▸ Reading text
Serrana Bank takes its name in honor of the Spanish castaway Pedro Serrano, who lived there from 1525 until he was rescued in 1532, an adventure that inspired the novel Robinson Crusoe by Daniel Defoe. The Royal Decree of November 20, 1803 resolved that the Archipelago of San Andrés, as well as the part of Mosquitia between Cabo Gracias a Dios and the Chagres River, be separated from the Captaincy General of Guatemala and placed under the jurisdiction of the Viceroyalty of New Granada. With the advent of the independence struggles of the Hispanic American colonies, Colombia secured sovereignty over the islands when they subscribed to the Constitution of Cúcuta in June 1822. In later history, it has been the subject of conflicting claims by several sovereign states; in most cases, the dispute stems from attempts by a state to expand its exclusive economic zone over the surrounding seas.

On September 8, 1972, the two countries signed a treaty recognizing Colombia's sovereignty over Roncador Cay and Serrana Bank and abandoning American sovereignty over Quita Sueño Bank. The United States retained a fishing concession over the three banks. This treaty became effective on September 17, 1981. On November 19, 2012, regarding Nicaraguan claims to the islands, the International Court of Justice (ICJ) reaffirmed Colombia's sovereignty.

On September 3, 2007, the eye of Category 5 Hurricane Felix passed over Serrana Bank.

▸ Task item
Answer these questions using the text on Serrana Bank.
1. During which years did Pedro Serrano live on Serrana Bank?
2. On what date did the treaty signed on September 8, 1972 become effective?
3. What passed over Serrana Bank on September 3, 2007?

▸ Information provided

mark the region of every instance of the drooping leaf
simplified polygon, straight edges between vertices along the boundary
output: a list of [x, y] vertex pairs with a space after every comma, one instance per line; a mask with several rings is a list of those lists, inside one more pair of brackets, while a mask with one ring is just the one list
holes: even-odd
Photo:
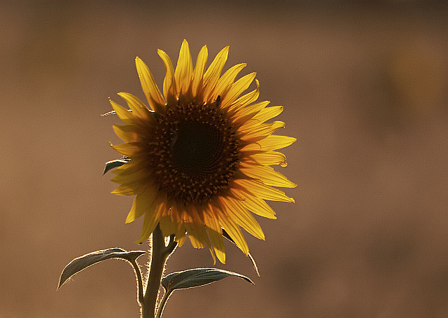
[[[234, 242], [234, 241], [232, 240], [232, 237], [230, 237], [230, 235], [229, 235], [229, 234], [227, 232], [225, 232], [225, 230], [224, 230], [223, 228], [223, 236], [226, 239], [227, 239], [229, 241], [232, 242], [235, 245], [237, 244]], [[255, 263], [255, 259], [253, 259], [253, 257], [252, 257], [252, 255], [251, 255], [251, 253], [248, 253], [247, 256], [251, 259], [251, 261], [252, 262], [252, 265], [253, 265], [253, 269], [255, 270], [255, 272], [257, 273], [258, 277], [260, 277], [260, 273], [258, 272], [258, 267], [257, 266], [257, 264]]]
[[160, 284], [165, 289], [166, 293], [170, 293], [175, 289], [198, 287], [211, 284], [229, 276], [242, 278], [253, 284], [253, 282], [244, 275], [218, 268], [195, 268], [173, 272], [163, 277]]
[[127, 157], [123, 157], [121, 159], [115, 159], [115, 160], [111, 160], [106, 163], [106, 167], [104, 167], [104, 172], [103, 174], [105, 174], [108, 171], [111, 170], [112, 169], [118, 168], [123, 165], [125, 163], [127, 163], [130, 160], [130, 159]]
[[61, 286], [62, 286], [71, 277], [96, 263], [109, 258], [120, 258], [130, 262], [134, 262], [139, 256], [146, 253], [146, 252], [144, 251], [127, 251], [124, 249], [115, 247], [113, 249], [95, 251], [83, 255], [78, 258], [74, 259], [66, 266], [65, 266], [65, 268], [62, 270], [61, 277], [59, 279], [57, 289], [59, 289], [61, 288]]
---
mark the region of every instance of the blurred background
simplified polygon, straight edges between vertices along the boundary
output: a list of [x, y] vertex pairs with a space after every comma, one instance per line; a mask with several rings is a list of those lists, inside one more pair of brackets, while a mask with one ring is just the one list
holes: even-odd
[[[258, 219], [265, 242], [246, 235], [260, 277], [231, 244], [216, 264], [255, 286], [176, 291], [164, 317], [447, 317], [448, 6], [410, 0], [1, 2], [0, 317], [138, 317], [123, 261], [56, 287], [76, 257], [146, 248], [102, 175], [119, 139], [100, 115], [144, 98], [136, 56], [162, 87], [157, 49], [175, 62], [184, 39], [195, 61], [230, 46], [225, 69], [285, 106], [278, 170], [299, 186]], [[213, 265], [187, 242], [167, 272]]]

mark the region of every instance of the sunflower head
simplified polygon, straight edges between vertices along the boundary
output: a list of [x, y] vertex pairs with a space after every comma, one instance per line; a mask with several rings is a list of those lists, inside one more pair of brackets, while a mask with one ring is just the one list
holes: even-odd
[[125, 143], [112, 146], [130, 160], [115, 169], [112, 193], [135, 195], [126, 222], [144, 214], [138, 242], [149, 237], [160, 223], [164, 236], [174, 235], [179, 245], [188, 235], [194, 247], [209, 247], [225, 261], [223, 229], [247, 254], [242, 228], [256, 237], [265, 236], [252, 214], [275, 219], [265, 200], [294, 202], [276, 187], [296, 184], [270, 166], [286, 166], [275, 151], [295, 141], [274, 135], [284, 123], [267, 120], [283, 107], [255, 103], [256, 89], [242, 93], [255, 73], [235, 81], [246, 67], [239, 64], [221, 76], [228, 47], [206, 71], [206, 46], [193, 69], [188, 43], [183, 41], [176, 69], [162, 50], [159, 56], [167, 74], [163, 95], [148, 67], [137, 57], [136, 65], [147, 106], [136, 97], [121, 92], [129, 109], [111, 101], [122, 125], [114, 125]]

▸ Answer section
1. He lived there from 1525 until his rescue in 1532.
2. It became effective on September 17, 1981.
3. The eye of Category 5 Hurricane Felix passed over it.